● JOB A
In the records below, lay out the lines from the one containing "of the river" through the end of the records as a Markdown table with the columns No. and Text, skipping blank lines.

## Start EXCERPTED PASSAGE

= Andrea Thome =

Chilean and Costa Rican playwright

Andrea Thome is a Chilean and Costa Rican playwright born in Madison, Wisconsin. Her plays have been performed at venues all over the United States, and she is founder and co-director of the Fulana media project.

==Biography==
Andrea Thome's mother is from Chile and her father is from Costa Rica and the United States. She considers herself Pan-American and believes that this permeates into her writing. Thome also found inspiration from the works of fellow Chilean writer Gabriela Mistral, the first Nobel Prize winner from Chile. Thome obtained her Bachelor’s from Harvard University in Literature and Drama & History in the Americas. She went on to the NYU Tisch School of the Arts to earn her Masters in Dramatic Writing.

==Career==
Thome is known in the United States and Latin America for her plays and translations. Thome spent five years at Red River Theater in San Francisco, where she co-created 22 pieces. She has translated works by Richard Viqueira (H), and Ximena Escalante (Real Andromeda).

Pinkolandia is one of Thome's better known plays. It follows the story of a family that recently arrived to the US escaping the dictatorship in Chile. The play also discusses how children make sense of the world around them as interpreted in their imaginary "closetlandia." The play touches on themes of leaving home and having to reconcile leaving things behind. Thome discussed in an interview with Two River Theater how it has touched people of different backgrounds, including those who are not children of immigrants but have been politically involved. Thome began writing Pinkolandia as part of the Hispanic Playwrights and Residence Lab at INTAR Theatre in New York. It was chosen for the 2012 Crossing Borders Festival at the Two River Theater and will premiere at the Salvage Vanguard Theater in Austin and 16th Street Theater in Chicago.

In 2000, Thome founded Fulana alongside three other Latina artists. Fulana is a media collective project that explores issues relevant to Latinos in the United States "using parody and satire as a critical tool." Pieces produced by the collective include mock commercials, music videos, and action pieces. In 2009, Fulana received the Ford Foundation/Hemispheric Institute Transnational Arts Initiative Grant as well as recognition from NALAC Fund for the Arts.

## End EXCERPTED PASSAGE
## Start PROVIDED INFORMATION

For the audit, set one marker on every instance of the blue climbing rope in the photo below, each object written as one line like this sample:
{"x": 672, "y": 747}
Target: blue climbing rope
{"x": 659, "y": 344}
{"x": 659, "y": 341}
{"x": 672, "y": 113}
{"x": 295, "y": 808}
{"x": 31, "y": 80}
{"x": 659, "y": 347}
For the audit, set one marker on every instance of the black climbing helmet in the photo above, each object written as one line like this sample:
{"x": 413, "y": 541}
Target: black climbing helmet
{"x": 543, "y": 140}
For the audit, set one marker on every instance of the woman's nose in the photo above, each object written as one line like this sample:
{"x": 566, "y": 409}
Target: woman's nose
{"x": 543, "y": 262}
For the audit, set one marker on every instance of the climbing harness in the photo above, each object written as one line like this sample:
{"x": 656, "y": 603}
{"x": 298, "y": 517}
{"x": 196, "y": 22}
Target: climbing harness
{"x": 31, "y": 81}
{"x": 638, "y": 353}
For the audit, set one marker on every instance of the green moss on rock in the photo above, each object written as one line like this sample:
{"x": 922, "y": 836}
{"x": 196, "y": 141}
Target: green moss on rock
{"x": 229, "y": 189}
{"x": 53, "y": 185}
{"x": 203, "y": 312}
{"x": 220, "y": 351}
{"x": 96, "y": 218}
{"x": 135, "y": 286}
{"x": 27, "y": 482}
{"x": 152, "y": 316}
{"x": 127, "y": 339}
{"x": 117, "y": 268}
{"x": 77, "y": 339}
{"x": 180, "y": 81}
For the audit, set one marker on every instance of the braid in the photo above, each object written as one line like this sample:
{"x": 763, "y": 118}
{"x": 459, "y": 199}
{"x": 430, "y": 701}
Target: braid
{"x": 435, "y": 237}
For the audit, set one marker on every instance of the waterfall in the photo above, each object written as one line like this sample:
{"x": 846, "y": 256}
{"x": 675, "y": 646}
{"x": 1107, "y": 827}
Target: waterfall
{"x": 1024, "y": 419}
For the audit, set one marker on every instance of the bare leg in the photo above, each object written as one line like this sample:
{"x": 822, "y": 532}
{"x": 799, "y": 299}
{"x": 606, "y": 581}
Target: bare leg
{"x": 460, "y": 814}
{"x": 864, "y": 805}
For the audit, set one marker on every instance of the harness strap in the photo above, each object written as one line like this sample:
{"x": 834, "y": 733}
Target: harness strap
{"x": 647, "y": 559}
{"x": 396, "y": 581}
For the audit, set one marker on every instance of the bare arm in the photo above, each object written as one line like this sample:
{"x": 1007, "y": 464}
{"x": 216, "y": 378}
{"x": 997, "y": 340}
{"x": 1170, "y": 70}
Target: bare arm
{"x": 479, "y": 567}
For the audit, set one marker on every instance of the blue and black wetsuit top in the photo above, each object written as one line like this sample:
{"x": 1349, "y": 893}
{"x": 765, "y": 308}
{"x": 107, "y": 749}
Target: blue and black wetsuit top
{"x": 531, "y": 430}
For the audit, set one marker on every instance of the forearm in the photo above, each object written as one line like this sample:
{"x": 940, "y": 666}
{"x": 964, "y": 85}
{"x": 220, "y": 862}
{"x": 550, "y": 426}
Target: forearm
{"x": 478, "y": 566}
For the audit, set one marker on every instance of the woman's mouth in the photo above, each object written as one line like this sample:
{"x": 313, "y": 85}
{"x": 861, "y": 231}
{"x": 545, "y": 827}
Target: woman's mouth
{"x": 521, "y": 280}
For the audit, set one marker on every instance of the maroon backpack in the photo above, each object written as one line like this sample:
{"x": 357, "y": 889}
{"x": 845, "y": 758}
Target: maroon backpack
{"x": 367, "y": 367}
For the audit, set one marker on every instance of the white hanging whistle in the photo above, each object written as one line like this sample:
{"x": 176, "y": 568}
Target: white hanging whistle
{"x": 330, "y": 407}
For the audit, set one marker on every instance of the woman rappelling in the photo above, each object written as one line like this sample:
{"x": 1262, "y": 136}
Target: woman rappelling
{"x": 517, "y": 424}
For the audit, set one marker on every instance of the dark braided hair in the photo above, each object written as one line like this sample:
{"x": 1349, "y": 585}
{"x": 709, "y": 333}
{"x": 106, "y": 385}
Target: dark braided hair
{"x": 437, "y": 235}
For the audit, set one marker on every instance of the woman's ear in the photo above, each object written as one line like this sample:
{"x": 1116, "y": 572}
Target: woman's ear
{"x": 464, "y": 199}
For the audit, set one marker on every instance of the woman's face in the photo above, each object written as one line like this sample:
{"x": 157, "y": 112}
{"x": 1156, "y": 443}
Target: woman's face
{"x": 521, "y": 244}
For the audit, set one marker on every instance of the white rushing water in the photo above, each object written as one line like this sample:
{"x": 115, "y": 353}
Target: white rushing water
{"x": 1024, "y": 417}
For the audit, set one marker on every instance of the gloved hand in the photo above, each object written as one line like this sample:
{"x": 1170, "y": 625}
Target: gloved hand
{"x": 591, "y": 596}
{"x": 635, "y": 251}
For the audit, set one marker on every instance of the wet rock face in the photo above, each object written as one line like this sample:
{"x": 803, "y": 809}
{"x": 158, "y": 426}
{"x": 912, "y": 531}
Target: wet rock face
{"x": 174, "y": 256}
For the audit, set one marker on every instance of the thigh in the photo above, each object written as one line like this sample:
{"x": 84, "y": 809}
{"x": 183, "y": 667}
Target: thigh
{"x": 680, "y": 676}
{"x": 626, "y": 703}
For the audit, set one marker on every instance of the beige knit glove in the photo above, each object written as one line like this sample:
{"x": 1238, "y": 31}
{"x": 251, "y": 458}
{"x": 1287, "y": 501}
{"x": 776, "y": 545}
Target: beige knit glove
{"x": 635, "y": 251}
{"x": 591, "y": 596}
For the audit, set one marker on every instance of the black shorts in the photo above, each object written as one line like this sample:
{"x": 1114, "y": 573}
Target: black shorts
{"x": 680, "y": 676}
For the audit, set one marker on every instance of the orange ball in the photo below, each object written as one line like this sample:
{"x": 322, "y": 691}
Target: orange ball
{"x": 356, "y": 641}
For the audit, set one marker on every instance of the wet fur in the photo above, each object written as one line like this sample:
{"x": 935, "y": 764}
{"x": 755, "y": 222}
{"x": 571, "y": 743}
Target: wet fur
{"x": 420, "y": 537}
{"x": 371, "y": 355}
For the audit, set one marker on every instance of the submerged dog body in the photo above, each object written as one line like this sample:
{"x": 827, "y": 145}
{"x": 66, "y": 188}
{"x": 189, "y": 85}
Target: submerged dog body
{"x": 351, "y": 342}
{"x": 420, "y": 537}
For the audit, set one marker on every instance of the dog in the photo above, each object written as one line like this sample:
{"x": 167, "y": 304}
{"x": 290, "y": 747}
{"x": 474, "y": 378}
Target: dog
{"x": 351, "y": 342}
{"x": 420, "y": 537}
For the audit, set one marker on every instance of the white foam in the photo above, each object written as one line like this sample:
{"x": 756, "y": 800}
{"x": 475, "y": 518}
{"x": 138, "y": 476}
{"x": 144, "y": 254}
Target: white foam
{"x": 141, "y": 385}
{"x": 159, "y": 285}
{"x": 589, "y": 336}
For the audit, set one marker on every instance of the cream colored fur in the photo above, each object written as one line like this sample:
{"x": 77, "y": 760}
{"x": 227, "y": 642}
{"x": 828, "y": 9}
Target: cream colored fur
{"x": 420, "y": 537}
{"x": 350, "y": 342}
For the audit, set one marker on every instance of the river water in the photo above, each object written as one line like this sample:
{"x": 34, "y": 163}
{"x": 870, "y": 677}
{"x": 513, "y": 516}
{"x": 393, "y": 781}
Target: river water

## End PROVIDED INFORMATION

● JOB B
Copy the Andrea Thome article above word for word, starting with "Pinkolandia is one" and going on through "Theater in Chicago.".

● WRITTEN REPLY A
| No. | Text |
|---|---|
| 1 | For the audit, set one marker on every instance of the river water in the photo above, each object written as one line like this sample: |
| 2 | {"x": 34, "y": 163} |
| 3 | {"x": 870, "y": 677} |
| 4 | {"x": 513, "y": 516} |
| 5 | {"x": 393, "y": 781} |
| 6 | Target: river water |

● WRITTEN REPLY B
Pinkolandia is one of Thome's better known plays. It follows the story of a family that recently arrived to the US escaping the dictatorship in Chile. The play also discusses how children make sense of the world around them as interpreted in their imaginary "closetlandia." The play touches on themes of leaving home and having to reconcile leaving things behind. Thome discussed in an interview with Two River Theater how it has touched people of different backgrounds, including those who are not children of immigrants but have been politically involved. Thome began writing Pinkolandia as part of the Hispanic Playwrights and Residence Lab at INTAR Theatre in New York. It was chosen for the 2012 Crossing Borders Festival at the Two River Theater and will premiere at the Salvage Vanguard Theater in Austin and 16th Street Theater in Chicago.